Migrating to records
Nextflow 26.04 introduces support for records and record types in a Nextflow pipeline. This tutorial demonstrates how to migrate to records using the rnaseq-nf pipeline as an example.
Overview
Nextflow pipelines need a way to model composite data, such as a sample consisting of a unique identifer, some files, and other metadata.
The standard way to model composite data in Nextflow is with a tuple:
sample = tuple([id: '1'], file('1_1.fastq'), file('1_2.fastq'))
channel.of(sample).view { meta, fastq_1, fastq_2 ->
"id: ${meta.id}, fastq_1: ${fastq_1.name}, fastq_2: ${fastq_2.name}"
}
Tuples are easy to use, but have several limitations:
-
Brittle data structures: Tuples must be repeatedly unpacked and repacked whenever they pass through a channel operator. Alternatively, if the tuple is passed as a single argument, the tuple elements must be accessed by index. In both cases, the user must remember the names and the order of the tuple elements.
-
Tight coupling between processes and workflow logic: When calling a process, the tuple elements must match the process inputs with the same ordering. Getting this wrong can lead to runtime errors that are hard to debug.
-
Limited type checking: The type checker can validate whether an incoming tuple has the right number of elements and the right element types. However, it cannot validate the semantic name of each element, as tuple elements don't have names. For example, the type
Tuple<String,Path,Path>tells you nothing about what the elements refer to, only their types. As a result, there are many kinds of semantic errors that cannot be caught by the type checker.

• [WHAT TO PRODUCE]: In the tutorial on migrating to records, which pipeline serves as the example for the migration?

• [DATASET SECTION]:

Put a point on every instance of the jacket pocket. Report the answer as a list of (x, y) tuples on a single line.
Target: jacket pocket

• [WRITTEN SOLUTION]: The rnaseq-nf pipeline.